EXERCISE PROMPT: Skip any pictures. Repeat the data exactly, from its first line through the line that holds "6L308 23L323 30L325", both included.

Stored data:

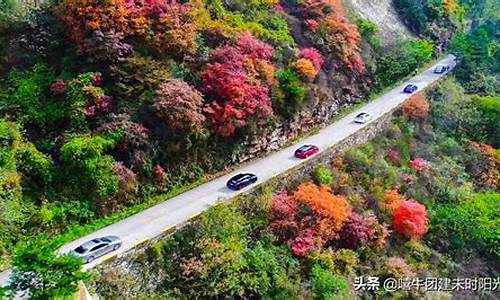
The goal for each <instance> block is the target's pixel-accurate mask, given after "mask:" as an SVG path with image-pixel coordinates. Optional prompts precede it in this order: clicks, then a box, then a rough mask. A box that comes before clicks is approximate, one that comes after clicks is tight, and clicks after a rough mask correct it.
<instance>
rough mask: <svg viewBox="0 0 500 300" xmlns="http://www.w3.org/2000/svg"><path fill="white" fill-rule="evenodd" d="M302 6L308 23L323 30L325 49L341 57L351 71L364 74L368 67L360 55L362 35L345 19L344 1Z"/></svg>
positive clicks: (327, 0) (352, 24)
mask: <svg viewBox="0 0 500 300" xmlns="http://www.w3.org/2000/svg"><path fill="white" fill-rule="evenodd" d="M302 6H303V15H304V18H305V19H306V20H307V22H309V23H311V22H315V23H317V24H318V25H317V27H318V28H319V27H320V26H321V27H322V28H323V30H322V32H324V33H323V38H324V40H325V43H324V45H323V47H324V49H325V50H326V51H328V52H330V53H332V54H335V55H337V56H339V57H340V59H341V60H342V61H343V63H344V64H345V65H346V66H347V67H348V68H349V69H350V70H351V71H356V72H359V73H364V72H365V71H366V66H365V63H364V62H363V59H362V58H361V56H360V54H359V43H360V42H361V35H360V33H359V31H358V28H357V26H356V25H355V24H352V23H350V22H349V20H348V19H347V18H346V17H345V12H344V9H343V5H342V1H341V0H307V1H305V2H304V3H303V4H302ZM319 24H321V25H319Z"/></svg>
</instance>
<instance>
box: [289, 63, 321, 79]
mask: <svg viewBox="0 0 500 300" xmlns="http://www.w3.org/2000/svg"><path fill="white" fill-rule="evenodd" d="M293 66H294V67H295V69H296V70H297V72H299V74H300V75H301V76H302V77H303V78H305V79H307V80H313V79H314V78H316V76H317V75H318V71H317V70H316V68H315V67H314V64H313V63H312V61H310V60H308V59H304V58H301V59H299V60H297V61H296V62H295V63H294V64H293Z"/></svg>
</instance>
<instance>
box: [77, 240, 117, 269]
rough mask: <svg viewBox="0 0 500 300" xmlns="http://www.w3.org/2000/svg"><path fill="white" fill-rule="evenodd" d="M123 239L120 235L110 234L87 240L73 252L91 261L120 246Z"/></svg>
mask: <svg viewBox="0 0 500 300" xmlns="http://www.w3.org/2000/svg"><path fill="white" fill-rule="evenodd" d="M121 245H122V241H121V240H120V238H119V237H117V236H113V235H109V236H105V237H101V238H96V239H93V240H90V241H88V242H85V243H83V244H81V245H80V246H78V247H77V248H75V249H74V250H73V251H71V254H72V255H74V256H76V257H78V258H81V259H83V261H84V262H85V263H89V262H91V261H93V260H94V259H96V258H98V257H101V256H103V255H106V254H108V253H109V252H111V251H115V250H117V249H118V248H120V247H121Z"/></svg>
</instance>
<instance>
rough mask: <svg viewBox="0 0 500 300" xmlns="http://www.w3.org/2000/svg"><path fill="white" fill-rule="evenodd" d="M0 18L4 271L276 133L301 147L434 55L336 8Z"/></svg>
mask: <svg viewBox="0 0 500 300" xmlns="http://www.w3.org/2000/svg"><path fill="white" fill-rule="evenodd" d="M134 3H135V2H134ZM6 5H8V6H7V7H6V9H5V11H3V12H2V17H1V19H0V22H1V23H2V25H3V26H0V28H1V30H2V34H1V36H2V42H1V45H2V46H1V48H0V55H1V56H2V61H1V63H0V79H1V80H0V111H1V121H0V122H1V123H0V124H1V127H0V128H1V130H2V132H1V135H2V137H3V140H5V142H4V143H3V144H2V146H1V153H2V157H3V159H2V160H1V164H2V171H1V176H0V194H1V195H2V202H1V203H0V215H1V218H0V222H1V224H2V226H1V227H2V229H1V230H2V234H1V235H0V236H1V237H0V270H1V269H5V268H7V267H8V266H9V264H10V257H11V254H12V249H14V248H15V246H16V245H18V244H19V243H22V242H25V241H28V240H31V239H36V238H37V237H38V236H40V235H42V234H45V235H47V236H48V237H57V236H60V235H63V236H64V237H65V238H66V239H73V238H76V237H77V236H76V235H75V234H68V233H67V232H68V229H71V232H74V233H76V234H81V233H85V230H86V229H85V228H95V226H93V225H90V226H88V225H87V224H94V223H96V224H106V223H107V221H101V220H103V219H107V220H109V219H111V220H113V219H115V217H114V216H115V215H116V216H125V215H129V212H134V211H137V209H136V207H139V208H140V207H144V206H145V205H144V204H147V203H151V204H152V203H154V201H151V200H148V199H161V197H158V198H154V196H156V195H160V194H170V195H172V194H177V193H178V192H179V191H182V190H184V189H185V187H186V186H191V185H192V184H193V183H195V182H200V181H201V180H203V178H206V177H209V175H210V174H215V173H217V172H220V171H223V170H225V169H226V168H228V167H230V166H233V165H234V164H236V163H238V162H240V161H242V160H245V159H248V157H249V153H253V152H252V146H251V145H252V141H256V140H259V139H260V138H261V137H263V136H266V135H267V134H268V133H269V132H271V131H272V130H274V129H275V128H278V127H280V126H284V128H289V129H288V130H289V131H288V132H284V133H283V134H286V135H287V136H290V137H291V138H293V137H294V136H298V135H299V134H301V133H302V132H303V131H304V130H307V129H308V128H313V127H314V126H316V124H314V123H312V124H311V123H310V122H308V123H305V124H302V123H301V122H302V120H303V119H304V118H303V117H300V116H302V115H304V114H306V115H311V114H314V113H315V111H316V110H317V111H320V110H321V109H322V107H323V106H324V105H328V103H329V102H331V101H333V99H334V98H338V97H344V96H345V97H347V98H346V99H351V100H344V102H341V103H340V106H339V109H340V107H344V106H349V105H351V104H352V101H355V100H356V99H361V97H364V96H367V94H368V90H369V88H370V87H373V88H382V87H384V86H388V85H390V84H392V83H394V82H395V81H397V80H398V79H400V78H401V77H402V76H406V75H408V74H410V73H411V72H413V70H414V69H415V68H417V67H418V66H419V65H421V64H423V63H424V62H425V61H428V60H429V59H431V57H433V55H434V54H435V47H434V45H433V43H432V42H428V41H424V40H422V41H420V40H417V41H406V42H401V43H402V45H404V46H399V45H395V46H393V47H388V48H383V49H382V48H381V47H380V45H379V43H378V42H377V38H378V37H377V28H376V26H375V25H374V24H372V23H370V22H369V21H367V20H361V19H358V20H349V19H347V18H345V16H344V12H343V9H342V5H341V3H340V2H339V1H334V0H331V1H330V0H329V1H306V2H300V3H294V2H291V1H290V2H289V1H285V2H283V3H281V4H280V3H278V2H277V1H254V2H251V3H247V2H245V1H232V2H231V3H230V4H229V3H226V2H223V1H187V2H185V3H180V2H179V3H172V4H165V3H163V2H162V1H150V2H147V3H146V4H144V5H143V4H140V3H139V2H137V3H135V4H133V5H126V4H125V2H124V1H109V2H105V3H102V2H99V1H83V0H64V1H59V2H58V3H57V4H53V3H52V2H50V1H48V2H46V3H45V5H44V6H42V7H41V8H39V9H35V10H29V9H27V8H24V7H20V6H19V5H17V4H15V3H14V2H12V5H11V4H10V2H7V4H6ZM25 10H27V12H26V11H25ZM4 14H5V16H4ZM157 14H161V15H162V16H163V17H162V18H161V21H160V20H159V18H158V16H157ZM250 16H251V17H250ZM289 16H297V18H299V21H300V24H299V29H300V32H294V31H293V30H291V29H290V27H289V25H288V23H287V21H286V20H287V18H289ZM355 24H359V29H358V26H356V25H355ZM320 28H321V30H320ZM297 36H300V38H298V37H297ZM294 37H295V38H297V40H295V39H294ZM361 44H363V45H365V46H363V47H361ZM366 45H367V46H366ZM364 57H366V58H364ZM378 57H380V59H376V58H378ZM398 61H399V62H407V64H406V65H403V64H400V63H398ZM322 74H323V75H322ZM321 76H323V77H327V78H329V79H328V82H326V83H325V82H324V81H321V80H319V79H318V78H319V77H321ZM340 87H342V88H340ZM318 99H323V100H321V101H318ZM339 99H340V98H339ZM283 144H284V143H283ZM264 150H265V147H264ZM85 225H87V226H85ZM79 226H85V227H84V228H83V229H79V228H78V227H79ZM101 226H102V225H101Z"/></svg>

TASK OUTPUT:
The goal for each <instance> block is the target's pixel-accurate mask, given after "mask:" as an SVG path with image-pixel coordinates. Optional prompts precede it in this order: clicks, then a box, then a rough mask. A box that comes before clicks is approximate, one that comes after clicks is tight, and clicks after a rough mask correct it.
<instance>
rough mask: <svg viewBox="0 0 500 300" xmlns="http://www.w3.org/2000/svg"><path fill="white" fill-rule="evenodd" d="M302 6L308 23L323 30L325 49L341 57L351 71L364 74L368 67L360 55L362 35L345 19L344 1Z"/></svg>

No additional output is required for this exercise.